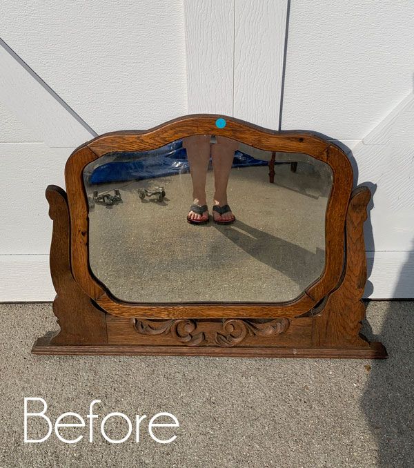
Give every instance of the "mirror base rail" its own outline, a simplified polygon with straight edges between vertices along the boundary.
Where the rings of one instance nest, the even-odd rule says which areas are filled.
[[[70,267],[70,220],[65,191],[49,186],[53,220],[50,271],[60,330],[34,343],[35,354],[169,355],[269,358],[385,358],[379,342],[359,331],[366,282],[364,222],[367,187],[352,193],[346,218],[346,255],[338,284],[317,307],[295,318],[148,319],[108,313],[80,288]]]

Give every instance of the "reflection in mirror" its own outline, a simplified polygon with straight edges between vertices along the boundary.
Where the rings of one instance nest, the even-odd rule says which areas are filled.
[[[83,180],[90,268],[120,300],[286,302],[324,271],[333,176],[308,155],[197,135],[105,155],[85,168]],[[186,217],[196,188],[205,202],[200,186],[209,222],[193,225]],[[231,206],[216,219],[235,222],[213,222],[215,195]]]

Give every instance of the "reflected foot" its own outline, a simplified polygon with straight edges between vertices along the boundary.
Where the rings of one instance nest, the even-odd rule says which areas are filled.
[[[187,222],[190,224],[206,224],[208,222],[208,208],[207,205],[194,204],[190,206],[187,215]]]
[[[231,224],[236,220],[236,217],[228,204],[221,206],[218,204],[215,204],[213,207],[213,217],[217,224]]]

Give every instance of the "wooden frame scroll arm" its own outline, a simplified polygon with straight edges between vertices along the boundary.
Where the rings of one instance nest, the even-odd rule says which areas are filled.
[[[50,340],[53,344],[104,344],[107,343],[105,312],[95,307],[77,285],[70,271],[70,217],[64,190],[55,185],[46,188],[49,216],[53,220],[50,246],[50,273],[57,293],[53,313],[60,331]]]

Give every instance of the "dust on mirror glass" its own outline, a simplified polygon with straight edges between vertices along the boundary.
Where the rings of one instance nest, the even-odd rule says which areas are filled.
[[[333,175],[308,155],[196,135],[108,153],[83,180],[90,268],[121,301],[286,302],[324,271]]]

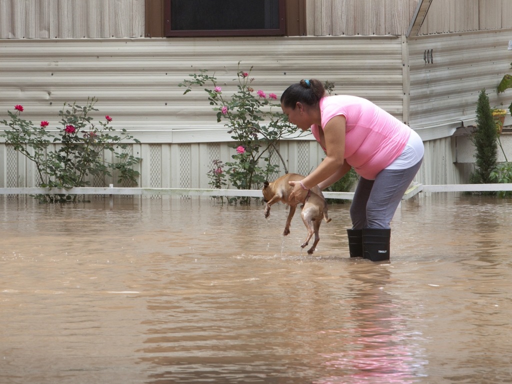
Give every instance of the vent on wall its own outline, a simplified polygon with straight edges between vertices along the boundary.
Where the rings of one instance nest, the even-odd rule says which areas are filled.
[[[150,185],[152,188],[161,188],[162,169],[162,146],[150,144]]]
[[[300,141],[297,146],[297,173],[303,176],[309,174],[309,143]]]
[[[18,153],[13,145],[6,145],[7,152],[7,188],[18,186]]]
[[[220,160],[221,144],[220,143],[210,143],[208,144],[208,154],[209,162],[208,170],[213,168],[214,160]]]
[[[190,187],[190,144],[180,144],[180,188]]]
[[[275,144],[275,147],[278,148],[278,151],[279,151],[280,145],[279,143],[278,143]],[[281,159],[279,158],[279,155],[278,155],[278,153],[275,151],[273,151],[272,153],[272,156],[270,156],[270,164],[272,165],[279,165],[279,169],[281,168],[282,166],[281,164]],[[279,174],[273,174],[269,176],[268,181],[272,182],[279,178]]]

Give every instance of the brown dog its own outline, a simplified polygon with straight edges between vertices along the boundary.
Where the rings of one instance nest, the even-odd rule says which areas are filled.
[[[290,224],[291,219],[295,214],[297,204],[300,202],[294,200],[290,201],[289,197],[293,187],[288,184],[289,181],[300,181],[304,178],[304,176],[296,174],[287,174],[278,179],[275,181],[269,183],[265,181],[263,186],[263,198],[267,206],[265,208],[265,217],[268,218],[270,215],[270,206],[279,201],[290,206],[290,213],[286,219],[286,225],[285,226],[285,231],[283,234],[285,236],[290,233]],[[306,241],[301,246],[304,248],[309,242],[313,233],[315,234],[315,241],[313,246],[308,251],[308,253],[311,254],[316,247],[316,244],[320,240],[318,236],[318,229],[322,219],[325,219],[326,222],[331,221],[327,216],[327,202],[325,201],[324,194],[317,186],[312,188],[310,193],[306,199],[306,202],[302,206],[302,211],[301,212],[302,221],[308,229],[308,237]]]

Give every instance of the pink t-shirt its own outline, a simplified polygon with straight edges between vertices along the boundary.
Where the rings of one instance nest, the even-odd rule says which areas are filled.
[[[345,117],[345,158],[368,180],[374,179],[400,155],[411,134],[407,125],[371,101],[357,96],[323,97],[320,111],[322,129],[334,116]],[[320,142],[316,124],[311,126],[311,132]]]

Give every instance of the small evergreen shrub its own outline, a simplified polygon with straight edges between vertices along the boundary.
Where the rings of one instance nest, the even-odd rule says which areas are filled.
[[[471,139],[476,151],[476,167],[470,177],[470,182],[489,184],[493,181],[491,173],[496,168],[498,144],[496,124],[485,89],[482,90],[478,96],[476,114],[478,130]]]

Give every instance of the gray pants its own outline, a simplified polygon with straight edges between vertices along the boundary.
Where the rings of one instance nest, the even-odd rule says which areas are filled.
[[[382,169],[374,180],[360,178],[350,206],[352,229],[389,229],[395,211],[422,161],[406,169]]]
################
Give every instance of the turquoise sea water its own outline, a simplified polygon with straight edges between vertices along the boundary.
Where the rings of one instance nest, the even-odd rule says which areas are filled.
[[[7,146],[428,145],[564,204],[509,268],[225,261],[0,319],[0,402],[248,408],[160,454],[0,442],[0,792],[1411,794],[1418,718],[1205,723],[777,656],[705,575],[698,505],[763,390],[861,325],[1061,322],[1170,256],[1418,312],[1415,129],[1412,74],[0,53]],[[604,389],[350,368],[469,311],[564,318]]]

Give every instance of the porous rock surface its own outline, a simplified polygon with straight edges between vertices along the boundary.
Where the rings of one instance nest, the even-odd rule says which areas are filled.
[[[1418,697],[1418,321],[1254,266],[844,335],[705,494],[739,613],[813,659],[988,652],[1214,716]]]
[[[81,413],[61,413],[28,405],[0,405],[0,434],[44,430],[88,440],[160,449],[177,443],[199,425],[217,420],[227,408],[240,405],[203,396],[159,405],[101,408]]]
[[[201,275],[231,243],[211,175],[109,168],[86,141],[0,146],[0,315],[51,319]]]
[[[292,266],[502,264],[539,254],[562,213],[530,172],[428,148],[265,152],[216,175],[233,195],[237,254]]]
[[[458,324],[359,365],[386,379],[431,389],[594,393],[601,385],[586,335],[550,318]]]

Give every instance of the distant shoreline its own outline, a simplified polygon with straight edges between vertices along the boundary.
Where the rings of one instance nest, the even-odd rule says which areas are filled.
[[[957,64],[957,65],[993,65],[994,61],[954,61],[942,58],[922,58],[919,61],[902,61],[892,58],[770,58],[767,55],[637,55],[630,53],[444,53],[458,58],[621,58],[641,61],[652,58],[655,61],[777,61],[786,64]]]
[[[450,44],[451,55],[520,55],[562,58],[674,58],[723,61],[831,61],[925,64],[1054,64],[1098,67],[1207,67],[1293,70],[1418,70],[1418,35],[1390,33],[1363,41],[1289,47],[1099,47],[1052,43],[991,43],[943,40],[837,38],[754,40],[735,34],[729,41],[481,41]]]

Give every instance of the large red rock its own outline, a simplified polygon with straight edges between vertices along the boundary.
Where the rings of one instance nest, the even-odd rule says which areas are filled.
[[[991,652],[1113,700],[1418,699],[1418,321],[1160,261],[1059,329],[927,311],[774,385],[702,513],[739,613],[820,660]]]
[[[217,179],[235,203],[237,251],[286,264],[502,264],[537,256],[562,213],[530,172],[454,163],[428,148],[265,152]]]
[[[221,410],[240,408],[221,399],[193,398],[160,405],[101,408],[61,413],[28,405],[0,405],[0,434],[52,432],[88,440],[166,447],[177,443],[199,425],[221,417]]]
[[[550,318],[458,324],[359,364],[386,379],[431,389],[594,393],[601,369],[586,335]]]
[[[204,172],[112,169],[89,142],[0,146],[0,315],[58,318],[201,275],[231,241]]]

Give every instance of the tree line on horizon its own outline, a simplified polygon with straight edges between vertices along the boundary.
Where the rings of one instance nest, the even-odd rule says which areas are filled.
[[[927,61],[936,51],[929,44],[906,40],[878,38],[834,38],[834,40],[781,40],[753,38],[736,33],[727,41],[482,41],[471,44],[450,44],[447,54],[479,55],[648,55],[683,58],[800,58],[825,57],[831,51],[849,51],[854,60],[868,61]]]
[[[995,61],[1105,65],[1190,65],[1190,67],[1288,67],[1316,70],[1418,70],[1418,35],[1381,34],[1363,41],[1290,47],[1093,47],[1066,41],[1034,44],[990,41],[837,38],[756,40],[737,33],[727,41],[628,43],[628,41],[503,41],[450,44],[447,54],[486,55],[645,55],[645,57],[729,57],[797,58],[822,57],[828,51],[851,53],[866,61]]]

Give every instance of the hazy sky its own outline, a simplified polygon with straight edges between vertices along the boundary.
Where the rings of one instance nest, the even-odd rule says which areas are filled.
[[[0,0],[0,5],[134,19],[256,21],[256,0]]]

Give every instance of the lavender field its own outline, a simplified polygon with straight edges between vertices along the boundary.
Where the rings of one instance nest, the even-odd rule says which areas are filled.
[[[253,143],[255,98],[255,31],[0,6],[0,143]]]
################
- Work instructions
Identify each line in the rows that contains the word "mirror", and copy those lines. Case counts.

- Task response
Give every instance of the "mirror base rail" its own outline, a simplified polygon with straight edges between vertices along the boundary.
Give every instance of the "reflection in mirror" its own outline, a simplified polygon with straight edges between vertices along the boundary.
Give every instance of the "dust on mirror glass" its own outline, a simplified polygon with straight edges between vertices along the boundary.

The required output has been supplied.